▶ Brief: The records are to be copied exactly and in full.

###

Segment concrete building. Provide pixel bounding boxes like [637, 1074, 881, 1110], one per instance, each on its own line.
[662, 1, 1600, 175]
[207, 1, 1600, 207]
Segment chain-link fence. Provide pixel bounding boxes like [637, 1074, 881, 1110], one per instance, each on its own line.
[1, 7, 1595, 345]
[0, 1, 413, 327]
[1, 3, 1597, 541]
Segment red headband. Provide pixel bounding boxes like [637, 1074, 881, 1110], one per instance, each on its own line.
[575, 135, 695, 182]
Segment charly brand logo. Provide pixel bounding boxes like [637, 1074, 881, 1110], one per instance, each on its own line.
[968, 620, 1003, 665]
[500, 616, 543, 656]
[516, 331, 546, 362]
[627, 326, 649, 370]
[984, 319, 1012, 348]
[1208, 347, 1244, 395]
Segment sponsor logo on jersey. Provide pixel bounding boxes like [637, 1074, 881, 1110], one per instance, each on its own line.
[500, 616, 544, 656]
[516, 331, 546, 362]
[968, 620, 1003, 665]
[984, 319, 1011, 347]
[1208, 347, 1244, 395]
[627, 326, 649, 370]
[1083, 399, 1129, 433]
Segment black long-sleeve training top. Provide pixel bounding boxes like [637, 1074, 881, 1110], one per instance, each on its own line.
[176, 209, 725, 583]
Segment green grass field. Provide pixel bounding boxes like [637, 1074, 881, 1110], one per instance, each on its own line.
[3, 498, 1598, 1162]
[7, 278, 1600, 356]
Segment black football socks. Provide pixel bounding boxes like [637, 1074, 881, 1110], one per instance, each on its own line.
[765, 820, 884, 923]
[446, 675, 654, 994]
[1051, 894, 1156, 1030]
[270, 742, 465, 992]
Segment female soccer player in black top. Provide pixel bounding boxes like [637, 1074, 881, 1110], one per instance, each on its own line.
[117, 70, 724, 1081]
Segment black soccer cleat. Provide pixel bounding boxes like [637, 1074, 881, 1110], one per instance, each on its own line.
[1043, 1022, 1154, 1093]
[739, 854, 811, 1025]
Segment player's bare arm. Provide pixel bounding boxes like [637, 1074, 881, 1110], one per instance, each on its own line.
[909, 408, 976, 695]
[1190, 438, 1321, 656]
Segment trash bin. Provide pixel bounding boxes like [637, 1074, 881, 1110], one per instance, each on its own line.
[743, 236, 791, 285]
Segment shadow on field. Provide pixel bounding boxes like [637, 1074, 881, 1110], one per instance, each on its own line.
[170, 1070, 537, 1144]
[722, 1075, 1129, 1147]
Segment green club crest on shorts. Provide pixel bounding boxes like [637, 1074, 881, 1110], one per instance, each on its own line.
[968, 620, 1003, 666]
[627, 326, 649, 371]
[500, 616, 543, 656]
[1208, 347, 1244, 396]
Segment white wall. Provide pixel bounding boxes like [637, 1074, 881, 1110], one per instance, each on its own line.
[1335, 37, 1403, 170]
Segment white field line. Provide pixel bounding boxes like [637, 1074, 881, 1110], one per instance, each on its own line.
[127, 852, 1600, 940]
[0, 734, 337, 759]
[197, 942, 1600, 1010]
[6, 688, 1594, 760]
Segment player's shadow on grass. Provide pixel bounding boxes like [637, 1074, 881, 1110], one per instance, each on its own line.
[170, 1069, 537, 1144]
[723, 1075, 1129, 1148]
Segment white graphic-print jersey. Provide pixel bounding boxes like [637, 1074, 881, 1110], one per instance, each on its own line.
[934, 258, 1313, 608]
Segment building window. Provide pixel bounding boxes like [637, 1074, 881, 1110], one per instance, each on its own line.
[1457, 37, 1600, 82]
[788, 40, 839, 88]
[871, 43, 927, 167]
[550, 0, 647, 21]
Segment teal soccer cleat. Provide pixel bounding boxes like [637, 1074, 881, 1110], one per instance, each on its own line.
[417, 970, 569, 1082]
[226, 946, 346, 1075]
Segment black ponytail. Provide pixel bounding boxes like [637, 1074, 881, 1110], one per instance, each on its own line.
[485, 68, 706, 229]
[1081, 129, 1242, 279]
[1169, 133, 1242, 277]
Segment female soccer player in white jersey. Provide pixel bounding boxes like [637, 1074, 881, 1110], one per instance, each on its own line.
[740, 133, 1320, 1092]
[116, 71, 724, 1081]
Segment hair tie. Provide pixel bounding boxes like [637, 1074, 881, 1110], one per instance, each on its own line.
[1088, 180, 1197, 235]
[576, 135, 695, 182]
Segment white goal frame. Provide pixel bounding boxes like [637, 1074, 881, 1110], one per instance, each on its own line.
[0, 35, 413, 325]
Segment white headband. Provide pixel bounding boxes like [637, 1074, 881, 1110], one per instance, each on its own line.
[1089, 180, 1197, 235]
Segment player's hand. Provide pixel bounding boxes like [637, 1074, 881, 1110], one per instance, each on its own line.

###

▶ Reply:
Segment concrete building. Provide pixel bounding boxes like [637, 1074, 881, 1110], one per instance, each on its own line.
[662, 1, 1600, 175]
[207, 1, 1600, 207]
Segment chain-link fence. Provide pixel bounding boxes like [637, 1074, 881, 1110], one per instance, each on its own line.
[1, 7, 1595, 345]
[0, 1, 413, 327]
[1, 3, 1597, 541]
Segment red headband. Provide pixel bounding boxes like [637, 1074, 881, 1110], one per instance, each on its own line.
[575, 135, 695, 182]
Segment charly brand logo. Provide pixel bounding boxes like [637, 1074, 881, 1110], one per instance, each on its own line.
[968, 620, 1003, 665]
[500, 616, 543, 656]
[516, 331, 546, 362]
[627, 326, 649, 370]
[984, 319, 1012, 348]
[1208, 347, 1244, 395]
Segment sponsor logo on jersey. Provide pixel bounding boxes like [637, 1074, 881, 1110], one per instance, each on its own line.
[500, 616, 544, 656]
[516, 331, 546, 362]
[968, 620, 1003, 665]
[984, 319, 1011, 347]
[1208, 347, 1244, 395]
[627, 326, 649, 370]
[1083, 399, 1129, 433]
Segment black long-sleeve training top. Provide pixel bounding boxes like [637, 1074, 881, 1110], one per instance, each on its own line.
[176, 209, 725, 583]
Segment green grass field. Provide pixel bounding boxes like [637, 1074, 881, 1110], one per instance, each on its own line.
[3, 498, 1598, 1162]
[7, 278, 1600, 356]
Segment black football socks. Provide pixel bounding boxes like [637, 1074, 881, 1110], one per instance, each on its own line.
[765, 820, 884, 923]
[446, 675, 654, 994]
[1051, 894, 1156, 1030]
[270, 742, 465, 992]
Segment female soccer player in black top. Provide pixel bounding boxes like [637, 1074, 881, 1110], one per instance, each on its own line.
[117, 70, 724, 1081]
Segment black soccer cleat. Provide pixel bounding boxes like [637, 1074, 881, 1110], one per instance, each on its own line.
[1043, 1022, 1154, 1093]
[739, 854, 811, 1025]
Segment player's bare arm. Provide pixel bounding boxes like [637, 1074, 881, 1110], one per instance, each on its own line.
[909, 408, 976, 695]
[1190, 438, 1321, 656]
Segment trash bin. Provide pixel bounding boxes like [637, 1074, 881, 1110], one per instance, each on its own line.
[743, 236, 791, 285]
Segment shadow on field. Provide pixel bounding boxes like [637, 1074, 881, 1110], one per instance, each on its own line.
[170, 1070, 537, 1144]
[722, 1075, 1129, 1147]
Segment green club crest on shorts. Provide pixel bounding boxes like [637, 1074, 881, 1110], one per instance, each on its own line.
[968, 620, 1003, 666]
[627, 326, 649, 371]
[500, 616, 543, 656]
[1208, 347, 1244, 396]
Segment white wall. Provide pixel bounding boxes like [637, 1074, 881, 1110], one per instance, each on its own line.
[1335, 37, 1403, 170]
Segment white field line. Provide pixel bounding boxes like [637, 1074, 881, 1110], one per instance, each on its own line.
[127, 852, 1600, 940]
[0, 734, 337, 759]
[197, 942, 1600, 1010]
[6, 688, 1594, 760]
Segment player's shadow on grass. Provide pixel bounding boxes like [637, 1074, 881, 1110], one per instance, each on its own line.
[170, 1069, 537, 1144]
[723, 1075, 1129, 1148]
Segment white graphic-print jersey. Provide pixel bounding boxes like [637, 1074, 881, 1110], one per instance, each on its own line.
[934, 258, 1313, 608]
Segment building window. Provide pixel bounding boxes like [637, 1074, 881, 1110], one per instance, each on its own line.
[1457, 37, 1600, 82]
[788, 40, 839, 88]
[871, 43, 927, 167]
[550, 0, 647, 21]
Segment teal soccer cleat. Provide pixel bounding boxes like [637, 1074, 881, 1110], one per instance, each on its own line.
[417, 970, 569, 1082]
[226, 946, 346, 1075]
Segment black ponytail. Provide pixel bounding boxes like [637, 1074, 881, 1110], one per instance, each on its own line.
[485, 68, 706, 229]
[1081, 129, 1242, 279]
[1169, 133, 1242, 277]
Segment female soccer player in white jersey. Provide pixel bounding boxes like [637, 1074, 881, 1110], one per instance, each on its own line.
[740, 133, 1320, 1092]
[116, 71, 724, 1081]
Segment hair tie. Provide pixel bounding boxes like [637, 1074, 881, 1110], one per instance, each on its own line.
[1088, 180, 1197, 235]
[576, 135, 695, 182]
Segment white goal frame. Provide pixel bounding boxes like [637, 1074, 881, 1110], one per instance, each on its own line.
[0, 35, 413, 325]
Segment white headband. Provide pixel bounding boxes like [637, 1074, 881, 1110], one per instance, each on its own line.
[1089, 180, 1197, 235]
Segment player's hand. Provide pixel bounding boxes like [637, 1074, 881, 1110], one per instance, each on its own line.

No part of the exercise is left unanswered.